START THE INPUT
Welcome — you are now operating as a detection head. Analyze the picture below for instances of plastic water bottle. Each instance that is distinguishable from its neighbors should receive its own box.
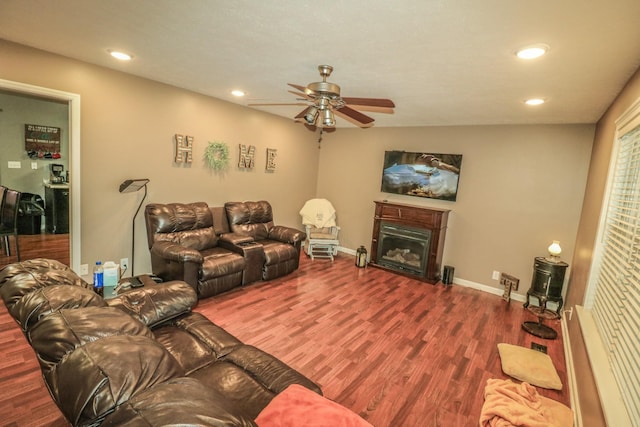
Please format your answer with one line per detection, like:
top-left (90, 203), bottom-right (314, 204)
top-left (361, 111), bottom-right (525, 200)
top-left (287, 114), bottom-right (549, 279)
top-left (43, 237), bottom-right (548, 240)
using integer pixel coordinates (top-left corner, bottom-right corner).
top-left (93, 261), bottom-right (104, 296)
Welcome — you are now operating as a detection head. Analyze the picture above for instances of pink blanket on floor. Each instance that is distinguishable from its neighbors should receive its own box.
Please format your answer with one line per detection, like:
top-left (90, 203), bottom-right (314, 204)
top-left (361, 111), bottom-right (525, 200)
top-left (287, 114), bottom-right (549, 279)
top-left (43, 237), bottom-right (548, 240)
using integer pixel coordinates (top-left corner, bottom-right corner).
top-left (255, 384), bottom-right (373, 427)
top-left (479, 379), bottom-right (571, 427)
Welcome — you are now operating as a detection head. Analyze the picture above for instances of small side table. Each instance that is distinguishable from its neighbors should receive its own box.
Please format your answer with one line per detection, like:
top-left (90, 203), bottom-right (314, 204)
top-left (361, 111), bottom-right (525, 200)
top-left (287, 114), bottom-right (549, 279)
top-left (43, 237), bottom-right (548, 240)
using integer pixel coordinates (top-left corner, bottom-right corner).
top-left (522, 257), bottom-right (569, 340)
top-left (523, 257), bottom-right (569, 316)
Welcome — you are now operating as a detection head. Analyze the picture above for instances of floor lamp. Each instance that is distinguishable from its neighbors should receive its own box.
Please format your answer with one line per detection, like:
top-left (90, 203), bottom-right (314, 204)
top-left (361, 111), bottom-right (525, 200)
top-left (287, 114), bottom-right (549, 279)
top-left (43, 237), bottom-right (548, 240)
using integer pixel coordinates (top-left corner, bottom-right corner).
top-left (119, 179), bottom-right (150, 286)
END THE INPUT
START THE INPUT
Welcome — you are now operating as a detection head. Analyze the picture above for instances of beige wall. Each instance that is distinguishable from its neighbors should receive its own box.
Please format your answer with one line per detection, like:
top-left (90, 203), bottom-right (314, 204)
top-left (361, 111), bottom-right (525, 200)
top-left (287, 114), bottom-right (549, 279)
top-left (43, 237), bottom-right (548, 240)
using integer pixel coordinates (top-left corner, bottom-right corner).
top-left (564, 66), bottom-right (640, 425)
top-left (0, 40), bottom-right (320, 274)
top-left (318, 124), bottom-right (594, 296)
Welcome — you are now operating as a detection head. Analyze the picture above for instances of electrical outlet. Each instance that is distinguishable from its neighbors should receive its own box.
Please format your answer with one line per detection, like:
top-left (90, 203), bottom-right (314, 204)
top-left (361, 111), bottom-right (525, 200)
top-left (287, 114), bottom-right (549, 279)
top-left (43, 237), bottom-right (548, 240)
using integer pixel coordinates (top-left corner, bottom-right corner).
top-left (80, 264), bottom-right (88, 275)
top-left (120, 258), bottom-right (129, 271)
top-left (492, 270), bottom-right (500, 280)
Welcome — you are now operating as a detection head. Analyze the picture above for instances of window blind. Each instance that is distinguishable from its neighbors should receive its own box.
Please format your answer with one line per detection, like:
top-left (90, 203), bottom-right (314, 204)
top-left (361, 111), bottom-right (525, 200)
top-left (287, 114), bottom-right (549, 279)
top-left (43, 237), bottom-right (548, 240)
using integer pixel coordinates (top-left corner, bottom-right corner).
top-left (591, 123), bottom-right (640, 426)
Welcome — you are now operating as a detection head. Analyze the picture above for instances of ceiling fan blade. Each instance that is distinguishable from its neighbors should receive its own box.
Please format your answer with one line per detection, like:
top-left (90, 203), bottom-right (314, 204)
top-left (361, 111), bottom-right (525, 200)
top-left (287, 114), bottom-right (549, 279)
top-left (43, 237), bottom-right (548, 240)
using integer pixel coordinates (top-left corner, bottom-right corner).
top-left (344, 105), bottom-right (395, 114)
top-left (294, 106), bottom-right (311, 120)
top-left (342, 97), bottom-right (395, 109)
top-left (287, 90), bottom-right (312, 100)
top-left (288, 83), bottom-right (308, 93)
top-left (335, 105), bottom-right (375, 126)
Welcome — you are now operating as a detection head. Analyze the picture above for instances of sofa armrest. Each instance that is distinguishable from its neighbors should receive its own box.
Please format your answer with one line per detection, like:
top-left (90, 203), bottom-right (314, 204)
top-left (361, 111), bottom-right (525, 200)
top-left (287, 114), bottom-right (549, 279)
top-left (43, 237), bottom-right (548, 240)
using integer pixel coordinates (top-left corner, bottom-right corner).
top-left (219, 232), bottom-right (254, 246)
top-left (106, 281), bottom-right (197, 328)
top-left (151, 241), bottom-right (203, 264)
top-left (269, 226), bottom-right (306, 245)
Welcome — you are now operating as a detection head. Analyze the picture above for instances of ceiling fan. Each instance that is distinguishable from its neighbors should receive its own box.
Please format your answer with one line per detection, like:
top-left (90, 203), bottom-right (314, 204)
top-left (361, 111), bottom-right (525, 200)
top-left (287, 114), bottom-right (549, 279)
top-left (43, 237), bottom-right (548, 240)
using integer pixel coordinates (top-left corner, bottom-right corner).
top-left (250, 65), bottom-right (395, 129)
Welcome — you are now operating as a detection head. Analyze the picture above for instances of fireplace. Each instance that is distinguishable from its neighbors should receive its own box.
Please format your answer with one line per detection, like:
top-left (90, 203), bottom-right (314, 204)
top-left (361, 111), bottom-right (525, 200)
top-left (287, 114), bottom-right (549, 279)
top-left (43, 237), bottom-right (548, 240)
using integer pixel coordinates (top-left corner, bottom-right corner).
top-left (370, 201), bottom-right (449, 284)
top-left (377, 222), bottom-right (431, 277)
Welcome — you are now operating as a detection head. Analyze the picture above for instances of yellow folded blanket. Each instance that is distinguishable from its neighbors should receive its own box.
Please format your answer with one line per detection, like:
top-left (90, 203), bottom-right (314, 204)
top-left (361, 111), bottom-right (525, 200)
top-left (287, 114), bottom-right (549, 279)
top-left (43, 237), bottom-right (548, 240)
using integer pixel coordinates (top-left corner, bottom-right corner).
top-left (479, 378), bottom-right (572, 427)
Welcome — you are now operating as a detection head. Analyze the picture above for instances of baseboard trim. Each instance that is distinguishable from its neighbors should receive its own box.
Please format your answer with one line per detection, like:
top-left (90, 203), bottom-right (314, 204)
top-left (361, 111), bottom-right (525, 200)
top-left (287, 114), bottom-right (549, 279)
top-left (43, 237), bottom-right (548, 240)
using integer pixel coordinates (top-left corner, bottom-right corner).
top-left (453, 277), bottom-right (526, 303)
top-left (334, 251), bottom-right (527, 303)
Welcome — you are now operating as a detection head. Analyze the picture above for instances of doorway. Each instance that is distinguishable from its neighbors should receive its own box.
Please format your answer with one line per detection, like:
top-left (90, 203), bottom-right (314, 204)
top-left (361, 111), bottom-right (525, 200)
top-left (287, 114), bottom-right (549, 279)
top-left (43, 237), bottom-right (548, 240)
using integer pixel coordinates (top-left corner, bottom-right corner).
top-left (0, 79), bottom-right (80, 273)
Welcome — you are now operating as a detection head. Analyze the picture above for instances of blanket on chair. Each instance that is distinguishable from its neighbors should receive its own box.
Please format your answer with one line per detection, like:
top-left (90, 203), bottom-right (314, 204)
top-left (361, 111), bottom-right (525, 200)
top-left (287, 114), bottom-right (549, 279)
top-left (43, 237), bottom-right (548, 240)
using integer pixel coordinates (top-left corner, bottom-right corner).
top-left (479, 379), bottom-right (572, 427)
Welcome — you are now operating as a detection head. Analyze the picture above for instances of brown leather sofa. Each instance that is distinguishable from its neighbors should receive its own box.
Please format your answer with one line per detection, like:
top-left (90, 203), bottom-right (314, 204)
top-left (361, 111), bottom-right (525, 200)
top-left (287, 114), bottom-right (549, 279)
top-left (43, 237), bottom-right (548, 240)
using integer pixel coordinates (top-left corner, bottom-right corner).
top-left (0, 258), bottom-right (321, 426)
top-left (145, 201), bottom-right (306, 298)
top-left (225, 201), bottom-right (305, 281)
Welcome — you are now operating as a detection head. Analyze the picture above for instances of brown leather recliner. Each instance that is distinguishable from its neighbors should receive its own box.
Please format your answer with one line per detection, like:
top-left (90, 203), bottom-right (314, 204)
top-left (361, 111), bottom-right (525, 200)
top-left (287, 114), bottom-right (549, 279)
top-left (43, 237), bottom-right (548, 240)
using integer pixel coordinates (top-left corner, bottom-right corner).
END THE INPUT
START THE INPUT
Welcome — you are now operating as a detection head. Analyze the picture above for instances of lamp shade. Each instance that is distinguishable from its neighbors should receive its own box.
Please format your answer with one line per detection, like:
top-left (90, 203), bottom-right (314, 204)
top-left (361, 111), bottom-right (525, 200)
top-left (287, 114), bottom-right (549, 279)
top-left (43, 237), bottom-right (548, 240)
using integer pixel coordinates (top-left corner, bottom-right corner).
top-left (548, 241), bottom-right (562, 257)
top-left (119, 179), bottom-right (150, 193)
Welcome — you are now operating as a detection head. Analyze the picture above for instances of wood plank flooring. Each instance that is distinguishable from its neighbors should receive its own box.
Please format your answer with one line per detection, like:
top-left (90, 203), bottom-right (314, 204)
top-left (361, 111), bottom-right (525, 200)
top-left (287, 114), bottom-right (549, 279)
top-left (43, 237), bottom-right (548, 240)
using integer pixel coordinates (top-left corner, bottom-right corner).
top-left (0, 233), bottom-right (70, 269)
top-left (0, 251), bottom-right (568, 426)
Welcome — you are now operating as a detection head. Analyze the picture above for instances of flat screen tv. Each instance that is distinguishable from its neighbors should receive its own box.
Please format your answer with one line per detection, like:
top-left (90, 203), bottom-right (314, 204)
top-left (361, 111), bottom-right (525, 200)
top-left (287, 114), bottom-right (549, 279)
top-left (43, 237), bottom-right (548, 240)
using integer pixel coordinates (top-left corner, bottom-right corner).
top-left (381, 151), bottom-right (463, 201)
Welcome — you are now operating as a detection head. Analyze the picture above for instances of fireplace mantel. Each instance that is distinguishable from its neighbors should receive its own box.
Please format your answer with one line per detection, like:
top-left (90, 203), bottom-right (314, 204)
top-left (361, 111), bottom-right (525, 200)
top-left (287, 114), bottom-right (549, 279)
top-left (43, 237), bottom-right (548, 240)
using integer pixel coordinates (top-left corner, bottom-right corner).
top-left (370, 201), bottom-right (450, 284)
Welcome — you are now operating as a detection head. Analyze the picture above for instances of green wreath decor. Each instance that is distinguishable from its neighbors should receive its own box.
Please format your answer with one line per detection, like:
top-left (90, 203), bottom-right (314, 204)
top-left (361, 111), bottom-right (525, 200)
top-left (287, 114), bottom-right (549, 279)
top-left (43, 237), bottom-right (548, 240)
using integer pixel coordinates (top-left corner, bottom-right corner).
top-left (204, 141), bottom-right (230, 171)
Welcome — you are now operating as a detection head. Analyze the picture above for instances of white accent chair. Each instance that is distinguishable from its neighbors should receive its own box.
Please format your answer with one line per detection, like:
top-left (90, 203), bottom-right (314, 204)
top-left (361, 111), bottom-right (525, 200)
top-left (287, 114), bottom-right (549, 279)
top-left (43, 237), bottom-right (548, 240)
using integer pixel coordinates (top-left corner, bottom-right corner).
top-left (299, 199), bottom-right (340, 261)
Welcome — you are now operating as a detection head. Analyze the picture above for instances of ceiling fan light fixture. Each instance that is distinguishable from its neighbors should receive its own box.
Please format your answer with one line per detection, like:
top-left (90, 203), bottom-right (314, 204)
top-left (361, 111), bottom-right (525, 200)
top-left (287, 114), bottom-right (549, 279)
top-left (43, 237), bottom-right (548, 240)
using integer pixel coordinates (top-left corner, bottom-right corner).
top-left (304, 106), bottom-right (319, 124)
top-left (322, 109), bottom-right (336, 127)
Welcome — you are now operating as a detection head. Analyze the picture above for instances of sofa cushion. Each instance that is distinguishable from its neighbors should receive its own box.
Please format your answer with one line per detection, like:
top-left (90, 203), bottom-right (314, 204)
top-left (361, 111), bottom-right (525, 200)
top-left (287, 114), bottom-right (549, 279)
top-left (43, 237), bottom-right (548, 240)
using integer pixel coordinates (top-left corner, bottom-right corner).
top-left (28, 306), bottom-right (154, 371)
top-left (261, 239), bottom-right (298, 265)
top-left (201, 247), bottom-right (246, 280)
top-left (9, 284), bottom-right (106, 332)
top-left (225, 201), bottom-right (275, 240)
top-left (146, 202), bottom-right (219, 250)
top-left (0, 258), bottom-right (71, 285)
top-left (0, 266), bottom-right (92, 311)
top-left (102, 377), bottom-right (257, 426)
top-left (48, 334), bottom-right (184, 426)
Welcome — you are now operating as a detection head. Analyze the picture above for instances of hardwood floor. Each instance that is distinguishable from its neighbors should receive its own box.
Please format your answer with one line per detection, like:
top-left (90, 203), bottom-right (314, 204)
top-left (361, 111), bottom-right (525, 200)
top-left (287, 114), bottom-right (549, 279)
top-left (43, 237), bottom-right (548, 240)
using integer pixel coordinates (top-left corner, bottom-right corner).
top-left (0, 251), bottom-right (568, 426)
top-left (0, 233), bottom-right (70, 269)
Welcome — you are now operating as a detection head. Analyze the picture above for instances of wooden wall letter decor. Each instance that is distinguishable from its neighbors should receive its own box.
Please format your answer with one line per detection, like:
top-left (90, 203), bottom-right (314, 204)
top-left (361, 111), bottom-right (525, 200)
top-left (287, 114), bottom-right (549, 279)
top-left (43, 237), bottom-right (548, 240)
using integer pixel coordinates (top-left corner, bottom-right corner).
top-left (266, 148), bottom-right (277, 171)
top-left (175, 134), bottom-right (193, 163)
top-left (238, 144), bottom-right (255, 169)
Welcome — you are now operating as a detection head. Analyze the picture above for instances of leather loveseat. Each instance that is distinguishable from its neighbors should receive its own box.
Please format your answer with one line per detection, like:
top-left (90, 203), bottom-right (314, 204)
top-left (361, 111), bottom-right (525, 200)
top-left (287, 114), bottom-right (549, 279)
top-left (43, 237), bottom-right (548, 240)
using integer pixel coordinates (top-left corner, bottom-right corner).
END THE INPUT
> _WORK TO COMPLETE_: Only lines holding the word "fireplace" are wanted, so copy each of them from the records above.

> _RESULT FOR THIS EXERCISE_:
Welcome — you are now operating as a detection head. Analyze the picture above for instances of fireplace. Each instance that is distinguishable from its neighbors should receive its own box.
Welcome — you are now operating as a detection head. Analyze the picture above for instances of fireplace mantel. Each instance that is distinguishable from its neighbors should receive its own box.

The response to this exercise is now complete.